═════ DATA SHOWN

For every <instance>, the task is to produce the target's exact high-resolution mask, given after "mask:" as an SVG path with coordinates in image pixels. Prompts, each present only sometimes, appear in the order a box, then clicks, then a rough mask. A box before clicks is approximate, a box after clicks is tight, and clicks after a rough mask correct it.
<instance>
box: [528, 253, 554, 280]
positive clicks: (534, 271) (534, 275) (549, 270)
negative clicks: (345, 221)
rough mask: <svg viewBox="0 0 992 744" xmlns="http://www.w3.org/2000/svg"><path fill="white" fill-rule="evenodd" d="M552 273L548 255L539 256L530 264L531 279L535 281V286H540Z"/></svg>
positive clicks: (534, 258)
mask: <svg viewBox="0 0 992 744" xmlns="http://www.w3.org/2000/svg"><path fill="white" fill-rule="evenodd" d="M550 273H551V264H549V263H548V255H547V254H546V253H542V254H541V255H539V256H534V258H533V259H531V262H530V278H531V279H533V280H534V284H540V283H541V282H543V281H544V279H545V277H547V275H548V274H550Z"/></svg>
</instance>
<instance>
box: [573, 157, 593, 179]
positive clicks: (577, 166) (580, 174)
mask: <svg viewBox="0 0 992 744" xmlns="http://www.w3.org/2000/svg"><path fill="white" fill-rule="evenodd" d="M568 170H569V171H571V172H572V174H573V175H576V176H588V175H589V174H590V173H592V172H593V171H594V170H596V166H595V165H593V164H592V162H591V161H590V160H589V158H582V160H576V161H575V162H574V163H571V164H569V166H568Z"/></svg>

══════════

PROBLEM STATEMENT: Copy all of the entries above, reproducing every line without any change.

ANSWER TO THE EXERCISE:
For every <instance>, the task is to produce the target's exact high-resolution mask, given after "mask:" as an SVG path with coordinates in image pixels. Prompts, each present only sometimes, appear in the order a box, then clicks, then a rough mask. A box before clicks is approximate, a box after clicks is tight, and clicks after a rough mask correct it.
<instance>
box: [528, 253, 554, 280]
positive clicks: (534, 271) (534, 275) (549, 270)
negative clicks: (345, 221)
rough mask: <svg viewBox="0 0 992 744" xmlns="http://www.w3.org/2000/svg"><path fill="white" fill-rule="evenodd" d="M552 273L548 255L539 256L530 264L531 279L535 281V286H540Z"/></svg>
positive clicks: (534, 258)
mask: <svg viewBox="0 0 992 744" xmlns="http://www.w3.org/2000/svg"><path fill="white" fill-rule="evenodd" d="M550 273H551V264H549V263H548V255H547V254H546V253H542V254H541V255H539V256H534V258H533V259H531V262H530V278H531V279H533V280H534V284H540V283H541V282H543V281H544V279H545V277H547V275H548V274H550Z"/></svg>
</instance>
<instance>
box: [573, 157, 593, 179]
positive clicks: (577, 166) (580, 174)
mask: <svg viewBox="0 0 992 744" xmlns="http://www.w3.org/2000/svg"><path fill="white" fill-rule="evenodd" d="M568 170H569V171H571V172H572V174H573V175H576V176H588V175H589V174H590V173H592V172H593V171H594V170H596V166H595V165H593V164H592V162H591V161H590V160H589V158H582V160H576V161H575V162H574V163H571V164H569V166H568Z"/></svg>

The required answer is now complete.